--- Start ---

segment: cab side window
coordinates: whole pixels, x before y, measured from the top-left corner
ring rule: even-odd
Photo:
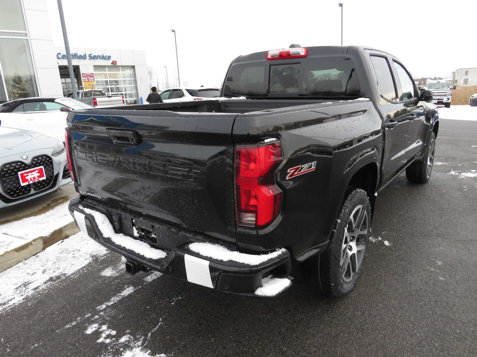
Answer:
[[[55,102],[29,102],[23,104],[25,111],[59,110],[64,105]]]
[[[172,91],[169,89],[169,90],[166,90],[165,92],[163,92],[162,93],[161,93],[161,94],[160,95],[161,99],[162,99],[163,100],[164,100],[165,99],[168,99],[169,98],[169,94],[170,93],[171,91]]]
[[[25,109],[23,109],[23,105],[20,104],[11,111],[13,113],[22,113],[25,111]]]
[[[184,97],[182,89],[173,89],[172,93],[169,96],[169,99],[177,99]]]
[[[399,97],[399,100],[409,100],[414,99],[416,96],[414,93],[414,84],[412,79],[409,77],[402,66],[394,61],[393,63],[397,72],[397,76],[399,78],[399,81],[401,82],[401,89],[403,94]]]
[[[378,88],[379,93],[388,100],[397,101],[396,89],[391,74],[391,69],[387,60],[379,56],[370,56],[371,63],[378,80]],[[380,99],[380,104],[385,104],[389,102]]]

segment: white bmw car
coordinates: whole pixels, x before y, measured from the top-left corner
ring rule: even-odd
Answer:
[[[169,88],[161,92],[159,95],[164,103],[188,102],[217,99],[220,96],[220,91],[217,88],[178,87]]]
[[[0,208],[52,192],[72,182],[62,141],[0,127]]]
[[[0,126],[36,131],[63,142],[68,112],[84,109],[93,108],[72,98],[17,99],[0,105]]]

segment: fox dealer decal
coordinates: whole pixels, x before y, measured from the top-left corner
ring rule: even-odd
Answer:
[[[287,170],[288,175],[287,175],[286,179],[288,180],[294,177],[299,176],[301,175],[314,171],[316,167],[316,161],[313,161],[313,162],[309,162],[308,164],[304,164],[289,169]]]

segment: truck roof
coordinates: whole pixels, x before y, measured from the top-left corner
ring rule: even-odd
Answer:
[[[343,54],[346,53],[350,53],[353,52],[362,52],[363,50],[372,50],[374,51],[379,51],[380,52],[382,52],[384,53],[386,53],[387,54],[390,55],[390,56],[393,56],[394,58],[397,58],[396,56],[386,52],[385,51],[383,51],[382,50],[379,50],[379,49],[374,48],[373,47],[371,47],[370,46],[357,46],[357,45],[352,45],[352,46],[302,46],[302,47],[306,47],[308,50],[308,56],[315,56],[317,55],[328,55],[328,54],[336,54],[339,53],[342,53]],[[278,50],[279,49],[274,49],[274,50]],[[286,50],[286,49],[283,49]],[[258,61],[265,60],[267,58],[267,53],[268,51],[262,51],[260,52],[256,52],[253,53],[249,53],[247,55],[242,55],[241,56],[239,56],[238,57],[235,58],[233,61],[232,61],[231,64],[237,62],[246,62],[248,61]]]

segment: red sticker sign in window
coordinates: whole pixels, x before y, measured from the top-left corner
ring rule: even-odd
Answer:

--- End ---
--- Start ---

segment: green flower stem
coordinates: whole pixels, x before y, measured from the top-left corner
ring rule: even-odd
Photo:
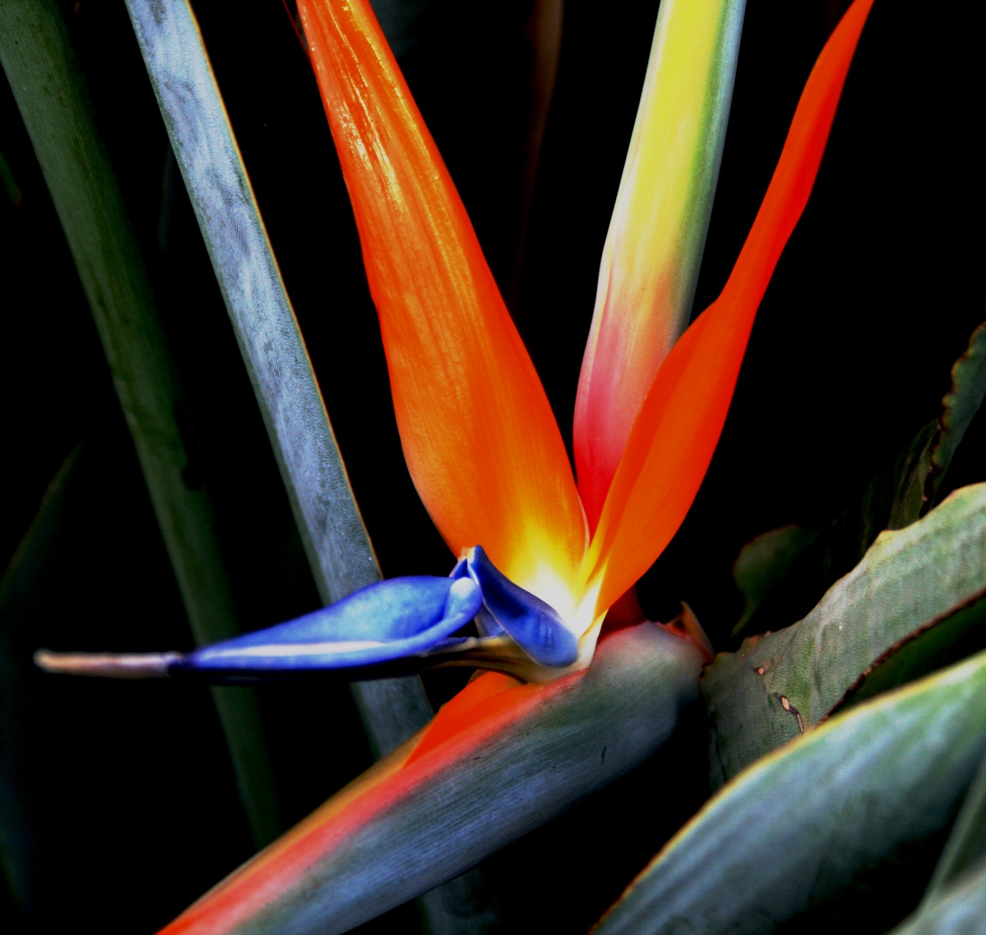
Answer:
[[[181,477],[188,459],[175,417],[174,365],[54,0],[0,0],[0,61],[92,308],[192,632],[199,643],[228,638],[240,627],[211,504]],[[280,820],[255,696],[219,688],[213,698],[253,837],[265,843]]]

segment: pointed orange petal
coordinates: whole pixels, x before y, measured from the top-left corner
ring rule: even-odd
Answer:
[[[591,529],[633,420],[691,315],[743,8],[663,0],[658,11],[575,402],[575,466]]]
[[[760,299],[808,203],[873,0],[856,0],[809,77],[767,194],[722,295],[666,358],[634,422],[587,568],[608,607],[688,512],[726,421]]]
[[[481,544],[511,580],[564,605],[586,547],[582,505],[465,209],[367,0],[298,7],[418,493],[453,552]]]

--- End ---

[PROBLEM REQUIREMENTS]:
Rewrite the part of the listing that opens with the line containing "segment: cab side window" and closes with the line containing "[[[55,102],[29,102],[23,104],[25,111],[59,110],[64,105]]]", keeping every line (the request lines included) and adding 63 to each coordinate value in the answer. Leave the pictures out.

[RESULT FOR THIS EXERCISE]:
segment: cab side window
coordinates: whole pixels, x before y, measured from the top-left corner
ring rule: even-odd
Photo:
Answer:
[[[118,165],[92,165],[86,167],[88,174],[122,173],[127,168]]]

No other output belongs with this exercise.